▶ **Try it**:
Count every line below containing "folding"; state the number only.

▶ **Records supplied**:
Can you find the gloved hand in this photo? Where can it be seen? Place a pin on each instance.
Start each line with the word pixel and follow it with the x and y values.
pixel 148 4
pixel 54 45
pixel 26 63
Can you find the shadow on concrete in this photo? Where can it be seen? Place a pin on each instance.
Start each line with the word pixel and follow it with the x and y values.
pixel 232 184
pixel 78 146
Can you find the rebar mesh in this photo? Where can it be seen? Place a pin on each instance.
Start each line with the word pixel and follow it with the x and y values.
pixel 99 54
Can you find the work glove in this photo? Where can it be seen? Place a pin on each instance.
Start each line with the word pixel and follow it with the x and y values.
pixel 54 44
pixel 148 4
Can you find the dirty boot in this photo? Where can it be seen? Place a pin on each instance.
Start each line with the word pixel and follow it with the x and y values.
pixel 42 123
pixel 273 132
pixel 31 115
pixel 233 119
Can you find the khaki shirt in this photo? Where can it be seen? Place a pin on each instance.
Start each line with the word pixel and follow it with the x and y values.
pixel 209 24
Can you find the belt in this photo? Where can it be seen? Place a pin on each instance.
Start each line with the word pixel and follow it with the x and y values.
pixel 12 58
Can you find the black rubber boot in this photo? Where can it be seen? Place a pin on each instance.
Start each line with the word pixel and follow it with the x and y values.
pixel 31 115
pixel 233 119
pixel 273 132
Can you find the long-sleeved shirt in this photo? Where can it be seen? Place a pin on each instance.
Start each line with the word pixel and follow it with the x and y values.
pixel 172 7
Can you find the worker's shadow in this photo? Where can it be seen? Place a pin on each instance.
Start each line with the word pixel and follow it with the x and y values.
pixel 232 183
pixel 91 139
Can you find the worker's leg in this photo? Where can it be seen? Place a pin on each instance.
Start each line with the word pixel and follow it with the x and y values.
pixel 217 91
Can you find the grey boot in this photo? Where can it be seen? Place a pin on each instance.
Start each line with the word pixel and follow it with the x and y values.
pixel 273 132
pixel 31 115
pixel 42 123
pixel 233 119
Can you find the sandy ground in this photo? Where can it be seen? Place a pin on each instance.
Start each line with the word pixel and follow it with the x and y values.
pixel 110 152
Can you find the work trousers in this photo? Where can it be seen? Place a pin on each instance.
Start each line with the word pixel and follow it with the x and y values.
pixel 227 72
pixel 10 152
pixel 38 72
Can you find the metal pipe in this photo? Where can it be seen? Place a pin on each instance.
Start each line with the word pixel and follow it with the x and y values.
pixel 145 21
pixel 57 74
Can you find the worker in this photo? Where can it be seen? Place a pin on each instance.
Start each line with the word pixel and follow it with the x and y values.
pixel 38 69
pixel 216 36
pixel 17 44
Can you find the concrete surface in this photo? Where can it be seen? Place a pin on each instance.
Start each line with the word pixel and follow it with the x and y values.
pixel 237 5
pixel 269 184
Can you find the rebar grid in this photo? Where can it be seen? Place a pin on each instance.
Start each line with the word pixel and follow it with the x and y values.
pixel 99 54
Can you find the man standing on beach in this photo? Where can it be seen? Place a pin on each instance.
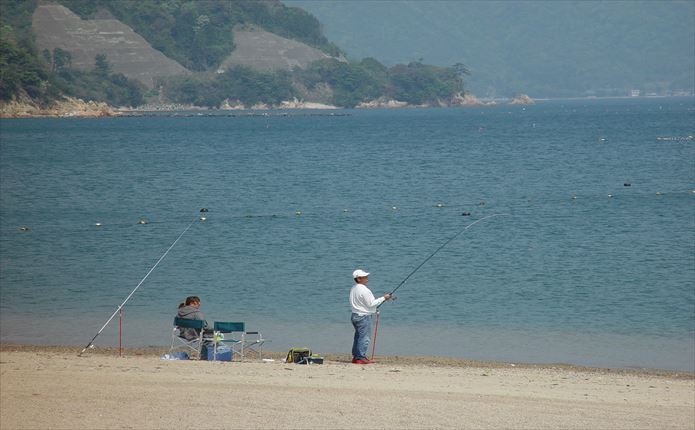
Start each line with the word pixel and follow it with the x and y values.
pixel 363 305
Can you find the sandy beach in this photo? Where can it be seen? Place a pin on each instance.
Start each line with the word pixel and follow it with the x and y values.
pixel 52 387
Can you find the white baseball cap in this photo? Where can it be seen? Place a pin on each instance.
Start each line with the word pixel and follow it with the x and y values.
pixel 359 273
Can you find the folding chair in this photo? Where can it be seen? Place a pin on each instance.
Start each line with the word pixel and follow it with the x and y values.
pixel 190 346
pixel 240 341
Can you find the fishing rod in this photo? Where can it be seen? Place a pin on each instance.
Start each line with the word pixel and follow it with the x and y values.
pixel 120 307
pixel 376 327
pixel 440 248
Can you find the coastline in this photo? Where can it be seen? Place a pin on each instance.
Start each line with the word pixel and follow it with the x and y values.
pixel 51 386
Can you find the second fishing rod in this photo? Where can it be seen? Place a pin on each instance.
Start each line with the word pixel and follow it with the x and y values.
pixel 376 325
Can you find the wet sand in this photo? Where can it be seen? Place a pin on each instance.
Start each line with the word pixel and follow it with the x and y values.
pixel 52 387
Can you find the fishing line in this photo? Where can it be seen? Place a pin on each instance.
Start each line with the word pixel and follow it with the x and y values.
pixel 118 309
pixel 376 328
pixel 440 248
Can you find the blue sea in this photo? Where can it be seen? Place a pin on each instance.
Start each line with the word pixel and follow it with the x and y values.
pixel 592 263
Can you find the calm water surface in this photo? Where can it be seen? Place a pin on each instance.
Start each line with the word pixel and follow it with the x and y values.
pixel 583 270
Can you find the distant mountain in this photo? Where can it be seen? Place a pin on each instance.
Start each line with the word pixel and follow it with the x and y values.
pixel 543 48
pixel 231 54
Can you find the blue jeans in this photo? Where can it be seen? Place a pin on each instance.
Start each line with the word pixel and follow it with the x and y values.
pixel 363 330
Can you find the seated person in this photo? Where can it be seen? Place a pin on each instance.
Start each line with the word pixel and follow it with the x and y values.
pixel 190 309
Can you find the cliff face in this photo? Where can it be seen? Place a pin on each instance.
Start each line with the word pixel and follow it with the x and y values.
pixel 262 50
pixel 128 53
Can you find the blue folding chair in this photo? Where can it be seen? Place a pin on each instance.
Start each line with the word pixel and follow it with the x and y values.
pixel 239 340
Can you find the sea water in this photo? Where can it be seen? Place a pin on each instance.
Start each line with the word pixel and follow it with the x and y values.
pixel 592 263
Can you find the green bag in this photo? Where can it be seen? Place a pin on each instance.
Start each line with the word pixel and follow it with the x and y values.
pixel 298 355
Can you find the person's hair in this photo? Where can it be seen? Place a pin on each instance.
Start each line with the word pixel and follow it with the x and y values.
pixel 192 299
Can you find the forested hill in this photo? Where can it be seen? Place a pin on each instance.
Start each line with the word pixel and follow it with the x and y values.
pixel 202 38
pixel 544 48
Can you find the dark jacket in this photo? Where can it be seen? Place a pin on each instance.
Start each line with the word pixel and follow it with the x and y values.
pixel 191 313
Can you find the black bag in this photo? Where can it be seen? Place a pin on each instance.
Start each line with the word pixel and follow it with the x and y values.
pixel 298 355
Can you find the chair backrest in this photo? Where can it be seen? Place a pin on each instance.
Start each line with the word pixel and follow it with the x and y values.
pixel 186 323
pixel 229 327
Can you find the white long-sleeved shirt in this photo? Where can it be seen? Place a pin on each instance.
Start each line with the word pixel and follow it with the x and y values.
pixel 362 300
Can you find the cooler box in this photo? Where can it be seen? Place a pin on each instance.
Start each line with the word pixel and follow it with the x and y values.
pixel 224 353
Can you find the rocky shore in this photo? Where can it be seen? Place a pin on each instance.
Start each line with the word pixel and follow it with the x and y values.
pixel 69 107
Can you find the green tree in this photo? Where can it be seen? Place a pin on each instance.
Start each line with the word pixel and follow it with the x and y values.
pixel 102 67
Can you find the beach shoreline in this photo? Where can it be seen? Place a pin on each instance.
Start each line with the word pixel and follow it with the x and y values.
pixel 54 387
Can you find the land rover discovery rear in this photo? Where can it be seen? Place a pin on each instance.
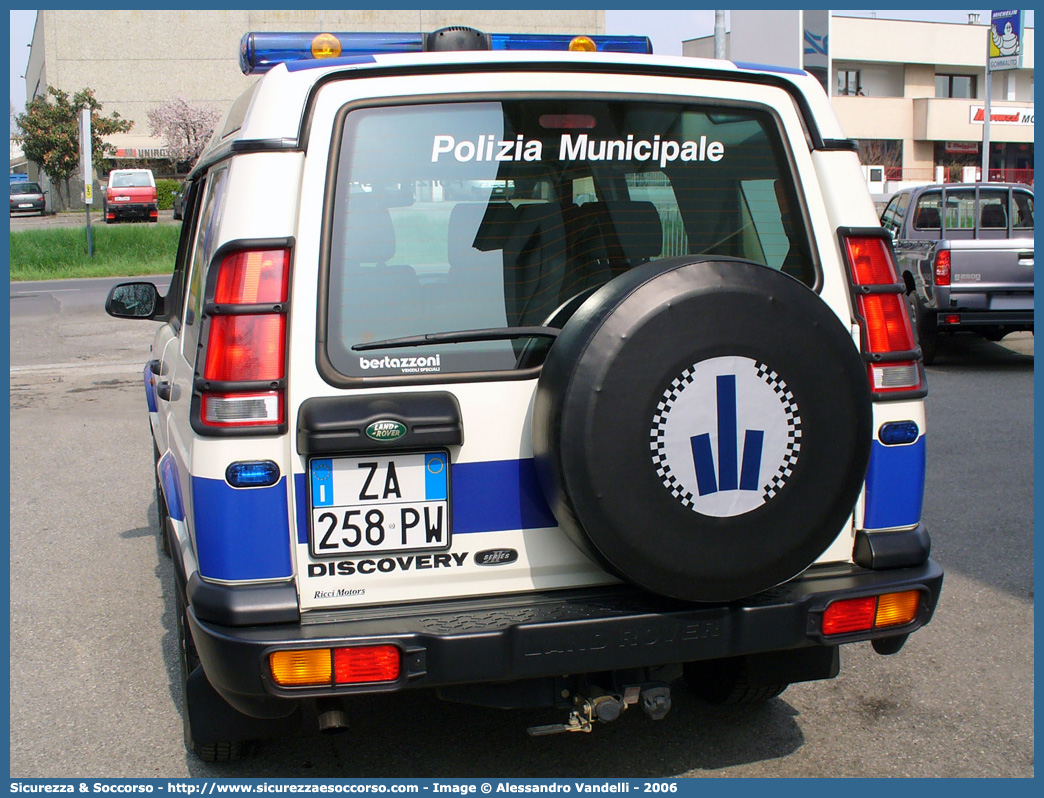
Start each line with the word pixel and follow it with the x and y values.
pixel 552 378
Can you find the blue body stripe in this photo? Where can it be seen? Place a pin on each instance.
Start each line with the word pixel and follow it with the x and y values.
pixel 149 390
pixel 487 496
pixel 753 443
pixel 241 534
pixel 728 436
pixel 495 495
pixel 704 460
pixel 895 485
pixel 171 487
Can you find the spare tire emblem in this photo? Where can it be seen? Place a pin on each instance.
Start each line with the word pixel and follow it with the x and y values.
pixel 726 436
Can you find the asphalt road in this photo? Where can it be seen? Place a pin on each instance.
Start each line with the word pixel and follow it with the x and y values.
pixel 94 684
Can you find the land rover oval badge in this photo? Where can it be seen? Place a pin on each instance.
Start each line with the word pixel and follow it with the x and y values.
pixel 385 429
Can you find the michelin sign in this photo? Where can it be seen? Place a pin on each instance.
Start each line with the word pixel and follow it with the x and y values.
pixel 1005 40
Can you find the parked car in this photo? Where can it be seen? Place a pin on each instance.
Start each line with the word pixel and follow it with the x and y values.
pixel 27 197
pixel 966 258
pixel 179 200
pixel 636 408
pixel 131 194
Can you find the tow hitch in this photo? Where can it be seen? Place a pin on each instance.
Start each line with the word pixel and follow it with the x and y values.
pixel 604 707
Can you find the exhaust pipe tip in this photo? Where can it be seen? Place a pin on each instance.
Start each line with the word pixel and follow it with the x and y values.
pixel 333 722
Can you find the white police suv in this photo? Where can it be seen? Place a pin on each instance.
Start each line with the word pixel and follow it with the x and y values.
pixel 536 371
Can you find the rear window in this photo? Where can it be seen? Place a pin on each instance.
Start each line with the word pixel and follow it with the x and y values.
pixel 504 214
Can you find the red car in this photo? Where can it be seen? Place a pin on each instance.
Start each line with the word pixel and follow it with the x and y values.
pixel 131 194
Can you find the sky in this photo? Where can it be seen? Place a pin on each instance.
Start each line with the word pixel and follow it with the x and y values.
pixel 666 28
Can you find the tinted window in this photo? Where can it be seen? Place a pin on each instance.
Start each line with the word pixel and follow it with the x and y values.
pixel 1022 209
pixel 496 214
pixel 993 210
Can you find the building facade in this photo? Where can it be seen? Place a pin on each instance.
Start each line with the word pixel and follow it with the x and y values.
pixel 135 60
pixel 912 94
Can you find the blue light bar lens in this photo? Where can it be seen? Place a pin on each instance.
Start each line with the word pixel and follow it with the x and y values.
pixel 636 44
pixel 897 432
pixel 259 52
pixel 253 474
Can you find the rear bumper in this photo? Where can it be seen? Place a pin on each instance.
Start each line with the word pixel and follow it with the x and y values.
pixel 962 319
pixel 529 636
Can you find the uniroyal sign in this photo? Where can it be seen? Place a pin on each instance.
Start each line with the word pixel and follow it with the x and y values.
pixel 1022 116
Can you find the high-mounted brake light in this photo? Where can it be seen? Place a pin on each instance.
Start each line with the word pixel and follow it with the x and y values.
pixel 261 51
pixel 244 360
pixel 887 336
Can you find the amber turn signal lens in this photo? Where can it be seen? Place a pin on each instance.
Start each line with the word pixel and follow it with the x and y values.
pixel 297 669
pixel 896 609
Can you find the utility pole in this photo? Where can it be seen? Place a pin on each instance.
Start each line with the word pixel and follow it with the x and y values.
pixel 719 34
pixel 86 162
pixel 986 123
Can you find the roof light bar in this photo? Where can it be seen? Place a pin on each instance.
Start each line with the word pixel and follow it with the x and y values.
pixel 635 44
pixel 261 51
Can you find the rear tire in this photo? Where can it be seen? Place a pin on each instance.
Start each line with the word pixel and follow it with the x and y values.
pixel 724 682
pixel 189 661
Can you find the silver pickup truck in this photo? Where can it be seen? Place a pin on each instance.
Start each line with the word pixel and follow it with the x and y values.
pixel 966 255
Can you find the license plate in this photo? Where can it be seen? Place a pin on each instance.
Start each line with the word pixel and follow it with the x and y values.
pixel 375 505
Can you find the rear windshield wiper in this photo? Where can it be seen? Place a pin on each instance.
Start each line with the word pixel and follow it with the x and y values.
pixel 460 336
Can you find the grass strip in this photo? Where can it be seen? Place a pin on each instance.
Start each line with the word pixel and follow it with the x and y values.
pixel 119 251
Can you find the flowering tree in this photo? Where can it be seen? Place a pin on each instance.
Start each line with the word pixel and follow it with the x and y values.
pixel 185 128
pixel 49 134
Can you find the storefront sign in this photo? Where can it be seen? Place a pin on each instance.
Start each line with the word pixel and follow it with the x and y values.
pixel 1020 116
pixel 1004 47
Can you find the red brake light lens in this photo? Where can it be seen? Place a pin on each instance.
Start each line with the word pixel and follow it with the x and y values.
pixel 371 663
pixel 883 317
pixel 887 323
pixel 850 615
pixel 871 261
pixel 244 348
pixel 943 267
pixel 255 277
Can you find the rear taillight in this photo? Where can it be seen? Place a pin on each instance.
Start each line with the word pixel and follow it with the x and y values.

▶ **Result**:
2